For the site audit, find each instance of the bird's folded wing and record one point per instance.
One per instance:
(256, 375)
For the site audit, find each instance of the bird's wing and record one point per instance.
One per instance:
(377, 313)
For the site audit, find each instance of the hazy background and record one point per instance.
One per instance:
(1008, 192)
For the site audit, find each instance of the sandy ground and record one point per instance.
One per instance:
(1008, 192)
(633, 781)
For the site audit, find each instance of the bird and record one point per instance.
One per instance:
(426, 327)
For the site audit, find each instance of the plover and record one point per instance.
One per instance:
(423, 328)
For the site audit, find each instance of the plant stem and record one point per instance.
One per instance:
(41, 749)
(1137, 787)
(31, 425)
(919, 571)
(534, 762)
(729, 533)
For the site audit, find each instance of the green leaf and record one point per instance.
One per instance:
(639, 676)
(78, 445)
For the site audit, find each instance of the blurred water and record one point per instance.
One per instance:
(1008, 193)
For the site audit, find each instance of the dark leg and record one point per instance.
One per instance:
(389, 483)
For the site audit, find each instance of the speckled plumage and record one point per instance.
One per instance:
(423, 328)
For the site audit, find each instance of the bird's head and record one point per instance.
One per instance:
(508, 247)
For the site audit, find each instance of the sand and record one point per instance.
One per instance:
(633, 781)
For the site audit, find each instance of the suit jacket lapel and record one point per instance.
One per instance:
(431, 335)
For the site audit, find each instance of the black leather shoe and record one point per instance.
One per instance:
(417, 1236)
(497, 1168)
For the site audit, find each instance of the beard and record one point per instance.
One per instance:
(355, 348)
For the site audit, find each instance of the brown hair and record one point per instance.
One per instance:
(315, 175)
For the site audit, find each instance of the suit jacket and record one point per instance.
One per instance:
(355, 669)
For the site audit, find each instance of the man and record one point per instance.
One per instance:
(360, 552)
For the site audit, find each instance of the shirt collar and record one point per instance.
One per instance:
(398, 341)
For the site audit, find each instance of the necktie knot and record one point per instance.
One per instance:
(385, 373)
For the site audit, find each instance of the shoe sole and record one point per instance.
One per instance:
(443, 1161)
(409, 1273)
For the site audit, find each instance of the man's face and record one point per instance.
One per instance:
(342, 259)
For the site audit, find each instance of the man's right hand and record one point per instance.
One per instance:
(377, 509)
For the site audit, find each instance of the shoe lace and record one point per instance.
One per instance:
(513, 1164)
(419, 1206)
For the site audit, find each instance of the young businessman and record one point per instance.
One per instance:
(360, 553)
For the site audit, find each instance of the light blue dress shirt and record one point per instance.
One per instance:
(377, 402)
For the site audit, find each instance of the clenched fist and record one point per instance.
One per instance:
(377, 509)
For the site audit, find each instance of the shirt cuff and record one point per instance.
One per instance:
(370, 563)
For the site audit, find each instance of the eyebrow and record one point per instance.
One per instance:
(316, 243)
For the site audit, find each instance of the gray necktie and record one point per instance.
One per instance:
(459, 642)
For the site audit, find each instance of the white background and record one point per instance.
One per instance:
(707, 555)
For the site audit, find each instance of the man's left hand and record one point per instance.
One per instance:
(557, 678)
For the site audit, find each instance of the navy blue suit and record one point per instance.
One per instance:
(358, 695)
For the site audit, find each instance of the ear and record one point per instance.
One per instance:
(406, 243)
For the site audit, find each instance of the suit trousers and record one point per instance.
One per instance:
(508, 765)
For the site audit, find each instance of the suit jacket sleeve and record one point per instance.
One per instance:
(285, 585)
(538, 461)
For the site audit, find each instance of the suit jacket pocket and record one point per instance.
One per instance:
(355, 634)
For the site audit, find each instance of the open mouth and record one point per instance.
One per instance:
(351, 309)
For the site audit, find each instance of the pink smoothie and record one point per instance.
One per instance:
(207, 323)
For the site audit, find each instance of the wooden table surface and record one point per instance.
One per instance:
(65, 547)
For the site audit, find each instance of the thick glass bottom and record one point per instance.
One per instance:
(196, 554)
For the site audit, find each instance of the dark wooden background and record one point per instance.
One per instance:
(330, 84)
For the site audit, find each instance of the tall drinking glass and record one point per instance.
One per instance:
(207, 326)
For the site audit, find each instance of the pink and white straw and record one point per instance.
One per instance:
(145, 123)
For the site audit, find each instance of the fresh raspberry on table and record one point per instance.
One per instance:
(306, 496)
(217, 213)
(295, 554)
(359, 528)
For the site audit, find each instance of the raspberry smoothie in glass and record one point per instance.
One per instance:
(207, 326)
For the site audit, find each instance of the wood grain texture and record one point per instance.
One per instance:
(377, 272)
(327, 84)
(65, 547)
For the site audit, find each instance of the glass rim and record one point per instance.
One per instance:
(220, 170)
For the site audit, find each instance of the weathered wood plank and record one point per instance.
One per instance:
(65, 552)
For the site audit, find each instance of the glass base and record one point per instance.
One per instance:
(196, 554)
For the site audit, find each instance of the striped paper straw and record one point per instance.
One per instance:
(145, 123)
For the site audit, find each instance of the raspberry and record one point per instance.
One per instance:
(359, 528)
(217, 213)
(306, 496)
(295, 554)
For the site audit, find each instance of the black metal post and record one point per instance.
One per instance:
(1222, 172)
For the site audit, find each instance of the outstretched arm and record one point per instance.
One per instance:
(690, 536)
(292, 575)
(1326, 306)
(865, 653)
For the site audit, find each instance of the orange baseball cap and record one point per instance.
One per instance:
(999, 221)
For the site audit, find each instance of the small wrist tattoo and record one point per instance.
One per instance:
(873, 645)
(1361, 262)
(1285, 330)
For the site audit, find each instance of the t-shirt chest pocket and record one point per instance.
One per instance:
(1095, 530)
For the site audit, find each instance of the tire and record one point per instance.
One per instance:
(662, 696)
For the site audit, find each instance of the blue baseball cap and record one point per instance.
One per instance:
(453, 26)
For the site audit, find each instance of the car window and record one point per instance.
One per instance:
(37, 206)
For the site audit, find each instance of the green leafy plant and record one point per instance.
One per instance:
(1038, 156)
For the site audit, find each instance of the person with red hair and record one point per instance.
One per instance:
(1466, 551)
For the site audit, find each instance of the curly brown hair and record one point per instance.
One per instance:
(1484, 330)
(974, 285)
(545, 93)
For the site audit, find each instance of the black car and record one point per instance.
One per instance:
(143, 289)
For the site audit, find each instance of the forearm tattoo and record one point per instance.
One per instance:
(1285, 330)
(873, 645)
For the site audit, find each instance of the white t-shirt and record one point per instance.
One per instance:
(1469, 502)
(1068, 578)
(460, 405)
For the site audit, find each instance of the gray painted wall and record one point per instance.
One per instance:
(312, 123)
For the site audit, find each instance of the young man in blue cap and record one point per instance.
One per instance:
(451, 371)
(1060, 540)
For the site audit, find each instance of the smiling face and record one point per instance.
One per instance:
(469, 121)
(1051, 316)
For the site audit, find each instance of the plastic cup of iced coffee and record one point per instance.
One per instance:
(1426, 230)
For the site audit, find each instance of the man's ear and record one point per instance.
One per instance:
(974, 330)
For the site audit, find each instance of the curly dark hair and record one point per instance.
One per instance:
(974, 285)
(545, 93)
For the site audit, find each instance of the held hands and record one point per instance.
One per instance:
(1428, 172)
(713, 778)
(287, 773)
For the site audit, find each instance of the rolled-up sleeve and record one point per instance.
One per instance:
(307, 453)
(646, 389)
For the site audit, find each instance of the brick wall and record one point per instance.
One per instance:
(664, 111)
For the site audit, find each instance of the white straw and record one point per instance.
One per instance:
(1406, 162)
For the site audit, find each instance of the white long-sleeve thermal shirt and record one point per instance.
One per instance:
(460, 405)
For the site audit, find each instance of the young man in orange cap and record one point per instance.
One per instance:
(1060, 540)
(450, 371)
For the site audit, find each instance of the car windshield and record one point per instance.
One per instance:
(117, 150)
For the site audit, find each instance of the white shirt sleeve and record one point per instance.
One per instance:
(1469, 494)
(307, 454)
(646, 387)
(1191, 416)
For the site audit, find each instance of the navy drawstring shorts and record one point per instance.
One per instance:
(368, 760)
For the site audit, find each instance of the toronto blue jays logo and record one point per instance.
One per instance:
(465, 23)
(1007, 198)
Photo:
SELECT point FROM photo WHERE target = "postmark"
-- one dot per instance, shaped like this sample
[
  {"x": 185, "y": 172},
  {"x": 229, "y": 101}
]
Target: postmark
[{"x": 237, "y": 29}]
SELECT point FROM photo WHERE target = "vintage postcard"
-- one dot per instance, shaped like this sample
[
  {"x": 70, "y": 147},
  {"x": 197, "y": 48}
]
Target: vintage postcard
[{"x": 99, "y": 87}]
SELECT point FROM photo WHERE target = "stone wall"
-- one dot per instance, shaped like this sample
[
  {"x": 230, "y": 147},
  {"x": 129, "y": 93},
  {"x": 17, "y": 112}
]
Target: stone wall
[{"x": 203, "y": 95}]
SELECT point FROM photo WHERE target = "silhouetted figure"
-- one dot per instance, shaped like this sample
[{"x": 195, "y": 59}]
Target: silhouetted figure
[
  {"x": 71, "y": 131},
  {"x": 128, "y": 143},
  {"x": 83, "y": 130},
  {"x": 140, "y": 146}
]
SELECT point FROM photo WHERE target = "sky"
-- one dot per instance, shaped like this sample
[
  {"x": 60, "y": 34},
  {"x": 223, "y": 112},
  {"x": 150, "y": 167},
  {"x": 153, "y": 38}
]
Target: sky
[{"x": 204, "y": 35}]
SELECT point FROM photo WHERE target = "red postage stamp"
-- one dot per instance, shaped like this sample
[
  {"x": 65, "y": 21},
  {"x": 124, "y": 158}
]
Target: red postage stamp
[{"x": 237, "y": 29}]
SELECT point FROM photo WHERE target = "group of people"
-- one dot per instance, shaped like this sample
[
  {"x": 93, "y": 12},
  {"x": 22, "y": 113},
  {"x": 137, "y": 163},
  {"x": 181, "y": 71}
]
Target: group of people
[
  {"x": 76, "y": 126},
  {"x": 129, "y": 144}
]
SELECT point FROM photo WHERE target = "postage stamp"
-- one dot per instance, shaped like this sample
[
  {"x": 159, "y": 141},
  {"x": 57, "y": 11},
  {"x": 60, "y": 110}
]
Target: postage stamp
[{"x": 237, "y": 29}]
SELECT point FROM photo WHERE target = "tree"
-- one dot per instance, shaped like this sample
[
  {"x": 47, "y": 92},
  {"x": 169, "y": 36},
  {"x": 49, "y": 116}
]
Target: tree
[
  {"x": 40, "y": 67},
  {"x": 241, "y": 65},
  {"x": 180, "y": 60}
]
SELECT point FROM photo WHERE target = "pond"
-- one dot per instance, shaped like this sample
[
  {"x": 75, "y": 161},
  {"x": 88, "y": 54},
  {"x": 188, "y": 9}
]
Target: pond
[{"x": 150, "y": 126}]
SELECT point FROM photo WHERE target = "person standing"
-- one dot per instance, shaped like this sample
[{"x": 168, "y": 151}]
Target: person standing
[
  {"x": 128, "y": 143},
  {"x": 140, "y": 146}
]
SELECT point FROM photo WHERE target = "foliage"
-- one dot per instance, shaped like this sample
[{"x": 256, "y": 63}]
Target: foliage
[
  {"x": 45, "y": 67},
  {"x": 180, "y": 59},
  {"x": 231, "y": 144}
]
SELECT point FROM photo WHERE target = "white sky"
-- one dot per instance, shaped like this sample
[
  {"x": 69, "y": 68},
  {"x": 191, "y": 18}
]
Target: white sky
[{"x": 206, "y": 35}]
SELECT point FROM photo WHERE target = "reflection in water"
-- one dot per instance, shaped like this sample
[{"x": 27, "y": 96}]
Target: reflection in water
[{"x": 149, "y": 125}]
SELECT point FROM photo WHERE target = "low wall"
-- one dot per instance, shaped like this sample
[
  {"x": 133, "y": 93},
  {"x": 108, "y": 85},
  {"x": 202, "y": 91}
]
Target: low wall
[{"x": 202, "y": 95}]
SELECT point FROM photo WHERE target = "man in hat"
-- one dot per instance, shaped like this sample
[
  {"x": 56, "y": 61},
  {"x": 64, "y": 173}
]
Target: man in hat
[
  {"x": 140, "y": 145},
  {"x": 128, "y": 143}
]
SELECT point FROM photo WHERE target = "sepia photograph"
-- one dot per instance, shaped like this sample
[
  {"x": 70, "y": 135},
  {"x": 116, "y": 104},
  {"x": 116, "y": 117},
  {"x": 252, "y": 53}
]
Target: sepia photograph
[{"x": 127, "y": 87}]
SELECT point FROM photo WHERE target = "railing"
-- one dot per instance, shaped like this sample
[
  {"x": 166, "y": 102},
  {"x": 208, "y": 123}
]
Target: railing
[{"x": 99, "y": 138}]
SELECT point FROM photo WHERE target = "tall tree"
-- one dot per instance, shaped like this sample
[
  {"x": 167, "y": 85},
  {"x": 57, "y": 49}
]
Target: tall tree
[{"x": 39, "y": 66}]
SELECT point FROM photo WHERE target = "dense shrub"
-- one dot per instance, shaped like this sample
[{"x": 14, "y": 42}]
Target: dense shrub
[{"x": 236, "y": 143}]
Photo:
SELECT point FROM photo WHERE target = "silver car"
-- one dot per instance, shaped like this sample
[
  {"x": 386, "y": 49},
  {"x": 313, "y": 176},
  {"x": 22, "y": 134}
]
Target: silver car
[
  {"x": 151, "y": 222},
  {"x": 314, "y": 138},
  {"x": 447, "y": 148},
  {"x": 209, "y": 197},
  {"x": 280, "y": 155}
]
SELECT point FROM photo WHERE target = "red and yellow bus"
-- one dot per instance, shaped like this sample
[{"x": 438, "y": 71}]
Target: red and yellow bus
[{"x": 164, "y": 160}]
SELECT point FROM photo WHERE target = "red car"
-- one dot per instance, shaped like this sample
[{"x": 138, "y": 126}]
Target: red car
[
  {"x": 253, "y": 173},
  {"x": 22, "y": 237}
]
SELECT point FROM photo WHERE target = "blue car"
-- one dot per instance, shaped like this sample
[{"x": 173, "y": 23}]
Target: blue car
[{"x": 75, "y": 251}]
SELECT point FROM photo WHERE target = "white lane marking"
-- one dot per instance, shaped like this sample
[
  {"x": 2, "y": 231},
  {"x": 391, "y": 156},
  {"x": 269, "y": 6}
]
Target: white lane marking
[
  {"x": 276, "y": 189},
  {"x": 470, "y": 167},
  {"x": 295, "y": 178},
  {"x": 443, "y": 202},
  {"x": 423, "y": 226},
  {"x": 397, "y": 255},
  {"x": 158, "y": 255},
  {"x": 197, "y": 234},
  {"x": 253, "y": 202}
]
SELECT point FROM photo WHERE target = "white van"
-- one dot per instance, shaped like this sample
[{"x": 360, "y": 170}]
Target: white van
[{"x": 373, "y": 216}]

________________

PROMPT:
Can you lay out the records, starting at the first one and ending at the line that contains "(497, 1168)", as a two-column CSV with the headers instruction and points, one row per record? Each record's text and its answer should go in a single quoted field, with line breaks turned into spaces.

FULL OUTPUT:
instruction,points
"For the site audit, find each instance of the bird's folded wing and record one point per instance. One per instance:","(256, 375)"
"For the site audit, find each instance of the bird's wing and record one point per instance. One per instance:","(377, 313)"
"For the site audit, find each instance of the hazy background and record one point per instance. One per instance:","(1008, 192)"
"For the site audit, find each instance of the sandy ground and record one point per instance. One per instance:","(1008, 192) (633, 781)"
"For the site audit, find each instance of the bird and record one point per instance. One per instance:","(426, 327)"
"For the site audit, find each instance of the plover and record one point per instance. One per instance:","(423, 328)"
"For the site audit, find each instance of the plant stem and record one point per instance. One per instance:","(41, 749) (1137, 787) (31, 425) (919, 571) (534, 762) (729, 533)"
"For the site audit, find each instance of the green leaf and record one point per instance. One per instance:","(639, 676) (78, 445)"
"For the site audit, find each instance of the blurred water and record one point per instance. One per instance:","(1008, 193)"
"For the site audit, find each instance of the dark leg and record one point per instance. One per instance:","(389, 483)"
"For the site audit, find each instance of the speckled plumage and record one point per instance. One per instance:","(423, 328)"
"For the site audit, find each instance of the bird's head and record one point per instance. One per instance:","(508, 247)"
"For the site audit, find each instance of the sand and record one point per instance. One per instance:","(633, 781)"
"For the site audit, find each instance of the suit jacket lapel and record one point per instance. One per instance:","(431, 335)"
"For the site audit, find each instance of the black leather shoe and record one point per instance. One per instance:","(417, 1236) (497, 1168)"